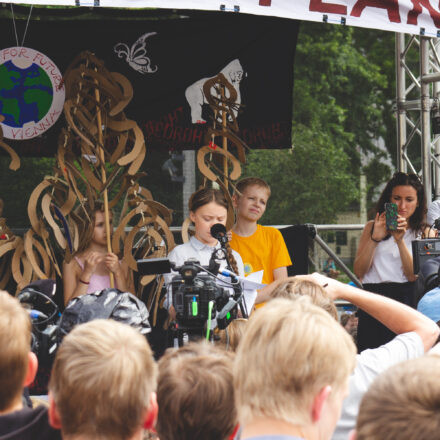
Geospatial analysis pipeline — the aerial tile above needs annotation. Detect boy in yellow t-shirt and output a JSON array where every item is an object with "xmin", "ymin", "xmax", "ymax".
[{"xmin": 230, "ymin": 177, "xmax": 292, "ymax": 304}]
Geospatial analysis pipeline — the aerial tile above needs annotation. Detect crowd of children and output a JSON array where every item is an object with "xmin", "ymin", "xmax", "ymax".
[{"xmin": 0, "ymin": 178, "xmax": 440, "ymax": 440}]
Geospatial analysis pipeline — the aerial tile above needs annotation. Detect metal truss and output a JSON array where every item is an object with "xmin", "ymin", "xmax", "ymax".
[{"xmin": 396, "ymin": 34, "xmax": 440, "ymax": 204}]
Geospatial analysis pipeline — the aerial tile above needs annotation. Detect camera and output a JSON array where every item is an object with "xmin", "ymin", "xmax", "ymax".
[
  {"xmin": 171, "ymin": 259, "xmax": 237, "ymax": 331},
  {"xmin": 17, "ymin": 280, "xmax": 59, "ymax": 365}
]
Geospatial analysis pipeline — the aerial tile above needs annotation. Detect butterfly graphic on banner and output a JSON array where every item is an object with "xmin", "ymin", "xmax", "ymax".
[{"xmin": 113, "ymin": 32, "xmax": 158, "ymax": 75}]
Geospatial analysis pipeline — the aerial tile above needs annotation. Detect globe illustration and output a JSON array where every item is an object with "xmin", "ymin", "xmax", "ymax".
[{"xmin": 0, "ymin": 61, "xmax": 53, "ymax": 127}]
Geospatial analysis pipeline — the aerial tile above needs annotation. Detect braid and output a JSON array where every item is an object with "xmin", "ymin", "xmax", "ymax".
[{"xmin": 225, "ymin": 243, "xmax": 239, "ymax": 275}]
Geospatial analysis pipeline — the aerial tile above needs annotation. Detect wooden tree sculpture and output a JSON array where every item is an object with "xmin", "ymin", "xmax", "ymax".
[
  {"xmin": 182, "ymin": 73, "xmax": 249, "ymax": 242},
  {"xmin": 10, "ymin": 52, "xmax": 174, "ymax": 302}
]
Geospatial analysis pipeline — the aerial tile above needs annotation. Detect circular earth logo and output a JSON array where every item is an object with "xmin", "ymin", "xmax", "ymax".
[{"xmin": 0, "ymin": 47, "xmax": 65, "ymax": 140}]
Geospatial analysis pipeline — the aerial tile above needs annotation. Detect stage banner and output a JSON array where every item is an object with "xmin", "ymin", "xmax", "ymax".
[
  {"xmin": 0, "ymin": 9, "xmax": 298, "ymax": 156},
  {"xmin": 2, "ymin": 0, "xmax": 440, "ymax": 37}
]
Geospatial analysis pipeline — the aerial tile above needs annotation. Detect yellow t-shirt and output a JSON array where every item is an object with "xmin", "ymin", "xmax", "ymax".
[{"xmin": 229, "ymin": 225, "xmax": 292, "ymax": 284}]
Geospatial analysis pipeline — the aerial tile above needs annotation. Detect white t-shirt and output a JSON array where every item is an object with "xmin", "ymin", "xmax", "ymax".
[{"xmin": 332, "ymin": 332, "xmax": 425, "ymax": 440}]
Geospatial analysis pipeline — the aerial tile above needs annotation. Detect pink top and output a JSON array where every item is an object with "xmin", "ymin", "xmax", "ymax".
[{"xmin": 75, "ymin": 257, "xmax": 117, "ymax": 293}]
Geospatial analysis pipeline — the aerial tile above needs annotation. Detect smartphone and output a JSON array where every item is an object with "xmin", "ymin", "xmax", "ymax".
[{"xmin": 385, "ymin": 203, "xmax": 397, "ymax": 231}]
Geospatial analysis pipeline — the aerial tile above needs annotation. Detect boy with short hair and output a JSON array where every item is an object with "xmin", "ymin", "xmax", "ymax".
[
  {"xmin": 234, "ymin": 297, "xmax": 356, "ymax": 440},
  {"xmin": 156, "ymin": 342, "xmax": 237, "ymax": 440},
  {"xmin": 49, "ymin": 319, "xmax": 157, "ymax": 440},
  {"xmin": 351, "ymin": 355, "xmax": 440, "ymax": 440},
  {"xmin": 230, "ymin": 177, "xmax": 292, "ymax": 304},
  {"xmin": 0, "ymin": 291, "xmax": 61, "ymax": 440}
]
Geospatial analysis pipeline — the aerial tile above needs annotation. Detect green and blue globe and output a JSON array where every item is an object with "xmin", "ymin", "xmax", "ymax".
[{"xmin": 0, "ymin": 61, "xmax": 53, "ymax": 127}]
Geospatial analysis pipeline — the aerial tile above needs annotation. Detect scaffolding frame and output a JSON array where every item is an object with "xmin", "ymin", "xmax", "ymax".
[{"xmin": 395, "ymin": 33, "xmax": 440, "ymax": 205}]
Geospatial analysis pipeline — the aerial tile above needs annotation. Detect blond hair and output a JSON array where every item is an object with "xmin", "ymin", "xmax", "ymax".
[
  {"xmin": 218, "ymin": 318, "xmax": 248, "ymax": 352},
  {"xmin": 272, "ymin": 277, "xmax": 338, "ymax": 321},
  {"xmin": 49, "ymin": 319, "xmax": 157, "ymax": 439},
  {"xmin": 356, "ymin": 356, "xmax": 440, "ymax": 440},
  {"xmin": 0, "ymin": 291, "xmax": 31, "ymax": 411},
  {"xmin": 156, "ymin": 343, "xmax": 237, "ymax": 440},
  {"xmin": 234, "ymin": 297, "xmax": 356, "ymax": 425}
]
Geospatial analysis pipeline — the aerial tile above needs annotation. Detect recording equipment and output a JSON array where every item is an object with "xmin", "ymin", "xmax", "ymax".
[
  {"xmin": 17, "ymin": 280, "xmax": 59, "ymax": 365},
  {"xmin": 412, "ymin": 238, "xmax": 440, "ymax": 274},
  {"xmin": 171, "ymin": 259, "xmax": 242, "ymax": 333},
  {"xmin": 385, "ymin": 203, "xmax": 397, "ymax": 231},
  {"xmin": 210, "ymin": 223, "xmax": 228, "ymax": 246}
]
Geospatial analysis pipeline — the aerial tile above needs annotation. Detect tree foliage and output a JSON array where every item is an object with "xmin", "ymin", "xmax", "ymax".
[{"xmin": 242, "ymin": 23, "xmax": 395, "ymax": 224}]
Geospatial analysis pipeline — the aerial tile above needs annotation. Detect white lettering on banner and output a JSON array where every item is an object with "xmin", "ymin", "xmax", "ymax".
[
  {"xmin": 0, "ymin": 47, "xmax": 65, "ymax": 140},
  {"xmin": 3, "ymin": 0, "xmax": 440, "ymax": 36}
]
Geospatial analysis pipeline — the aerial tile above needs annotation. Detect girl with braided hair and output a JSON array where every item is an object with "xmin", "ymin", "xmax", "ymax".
[{"xmin": 165, "ymin": 188, "xmax": 244, "ymax": 316}]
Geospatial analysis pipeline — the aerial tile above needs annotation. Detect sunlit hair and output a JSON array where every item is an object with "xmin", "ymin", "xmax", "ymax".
[
  {"xmin": 376, "ymin": 172, "xmax": 427, "ymax": 231},
  {"xmin": 235, "ymin": 177, "xmax": 271, "ymax": 197},
  {"xmin": 218, "ymin": 318, "xmax": 248, "ymax": 352},
  {"xmin": 49, "ymin": 319, "xmax": 157, "ymax": 440},
  {"xmin": 0, "ymin": 291, "xmax": 31, "ymax": 411},
  {"xmin": 272, "ymin": 277, "xmax": 338, "ymax": 321},
  {"xmin": 188, "ymin": 188, "xmax": 238, "ymax": 274},
  {"xmin": 234, "ymin": 297, "xmax": 356, "ymax": 426},
  {"xmin": 156, "ymin": 343, "xmax": 237, "ymax": 440},
  {"xmin": 356, "ymin": 355, "xmax": 440, "ymax": 440}
]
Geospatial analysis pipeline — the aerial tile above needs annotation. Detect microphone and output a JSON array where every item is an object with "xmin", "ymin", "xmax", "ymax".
[{"xmin": 211, "ymin": 223, "xmax": 228, "ymax": 246}]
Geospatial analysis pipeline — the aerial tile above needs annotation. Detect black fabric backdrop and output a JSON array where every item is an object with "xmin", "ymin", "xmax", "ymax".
[{"xmin": 0, "ymin": 9, "xmax": 298, "ymax": 156}]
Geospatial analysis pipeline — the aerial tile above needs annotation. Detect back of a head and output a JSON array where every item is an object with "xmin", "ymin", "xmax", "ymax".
[
  {"xmin": 156, "ymin": 343, "xmax": 237, "ymax": 440},
  {"xmin": 49, "ymin": 319, "xmax": 157, "ymax": 439},
  {"xmin": 356, "ymin": 355, "xmax": 440, "ymax": 440},
  {"xmin": 218, "ymin": 318, "xmax": 248, "ymax": 352},
  {"xmin": 234, "ymin": 297, "xmax": 356, "ymax": 426},
  {"xmin": 272, "ymin": 277, "xmax": 338, "ymax": 321},
  {"xmin": 0, "ymin": 291, "xmax": 31, "ymax": 411}
]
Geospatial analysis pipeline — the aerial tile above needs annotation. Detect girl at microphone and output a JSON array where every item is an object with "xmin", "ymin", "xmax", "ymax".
[{"xmin": 165, "ymin": 188, "xmax": 244, "ymax": 315}]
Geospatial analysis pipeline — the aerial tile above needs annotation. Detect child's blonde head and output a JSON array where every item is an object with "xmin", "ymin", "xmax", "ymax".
[
  {"xmin": 0, "ymin": 291, "xmax": 31, "ymax": 411},
  {"xmin": 49, "ymin": 319, "xmax": 157, "ymax": 439},
  {"xmin": 234, "ymin": 297, "xmax": 356, "ymax": 426}
]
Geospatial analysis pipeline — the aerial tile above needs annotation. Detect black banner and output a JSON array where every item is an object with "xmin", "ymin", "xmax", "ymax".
[{"xmin": 0, "ymin": 9, "xmax": 298, "ymax": 156}]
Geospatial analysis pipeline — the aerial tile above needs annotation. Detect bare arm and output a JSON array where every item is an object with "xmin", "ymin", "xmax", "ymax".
[
  {"xmin": 255, "ymin": 266, "xmax": 288, "ymax": 304},
  {"xmin": 63, "ymin": 259, "xmax": 88, "ymax": 306},
  {"xmin": 312, "ymin": 274, "xmax": 440, "ymax": 351}
]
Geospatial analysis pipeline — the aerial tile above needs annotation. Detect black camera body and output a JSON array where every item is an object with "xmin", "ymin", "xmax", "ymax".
[{"xmin": 171, "ymin": 259, "xmax": 237, "ymax": 331}]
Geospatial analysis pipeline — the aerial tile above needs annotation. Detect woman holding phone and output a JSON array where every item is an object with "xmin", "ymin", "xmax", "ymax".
[{"xmin": 354, "ymin": 172, "xmax": 434, "ymax": 351}]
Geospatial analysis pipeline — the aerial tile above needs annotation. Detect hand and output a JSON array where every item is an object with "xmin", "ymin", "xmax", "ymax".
[
  {"xmin": 83, "ymin": 252, "xmax": 104, "ymax": 275},
  {"xmin": 371, "ymin": 212, "xmax": 388, "ymax": 241},
  {"xmin": 390, "ymin": 215, "xmax": 408, "ymax": 243},
  {"xmin": 104, "ymin": 252, "xmax": 121, "ymax": 274}
]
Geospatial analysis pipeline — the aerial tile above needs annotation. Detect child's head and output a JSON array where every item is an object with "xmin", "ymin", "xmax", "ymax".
[
  {"xmin": 232, "ymin": 177, "xmax": 270, "ymax": 222},
  {"xmin": 49, "ymin": 320, "xmax": 157, "ymax": 439},
  {"xmin": 234, "ymin": 297, "xmax": 356, "ymax": 438},
  {"xmin": 356, "ymin": 355, "xmax": 440, "ymax": 440},
  {"xmin": 0, "ymin": 291, "xmax": 38, "ymax": 413},
  {"xmin": 188, "ymin": 188, "xmax": 228, "ymax": 246},
  {"xmin": 218, "ymin": 318, "xmax": 248, "ymax": 352},
  {"xmin": 272, "ymin": 276, "xmax": 338, "ymax": 321},
  {"xmin": 156, "ymin": 343, "xmax": 237, "ymax": 440}
]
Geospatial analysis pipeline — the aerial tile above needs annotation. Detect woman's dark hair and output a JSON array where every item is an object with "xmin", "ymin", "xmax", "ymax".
[
  {"xmin": 188, "ymin": 188, "xmax": 238, "ymax": 274},
  {"xmin": 376, "ymin": 171, "xmax": 426, "ymax": 231}
]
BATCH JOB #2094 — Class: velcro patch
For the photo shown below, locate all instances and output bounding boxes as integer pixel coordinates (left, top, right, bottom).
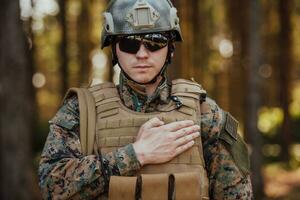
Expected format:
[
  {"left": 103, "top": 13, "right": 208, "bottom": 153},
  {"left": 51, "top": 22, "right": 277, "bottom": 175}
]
[
  {"left": 220, "top": 113, "right": 239, "bottom": 145},
  {"left": 225, "top": 113, "right": 239, "bottom": 140}
]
++++++++++
## REQUIREMENT:
List every line above that contains the word "truss".

## OUTPUT FOR THIS EXERCISE:
Geospatial analysis pipeline — the aerial tile above needs annotation. Detect metal truss and output a JSON array where every item is an object with "xmin", "ymin", "xmax", "ymax".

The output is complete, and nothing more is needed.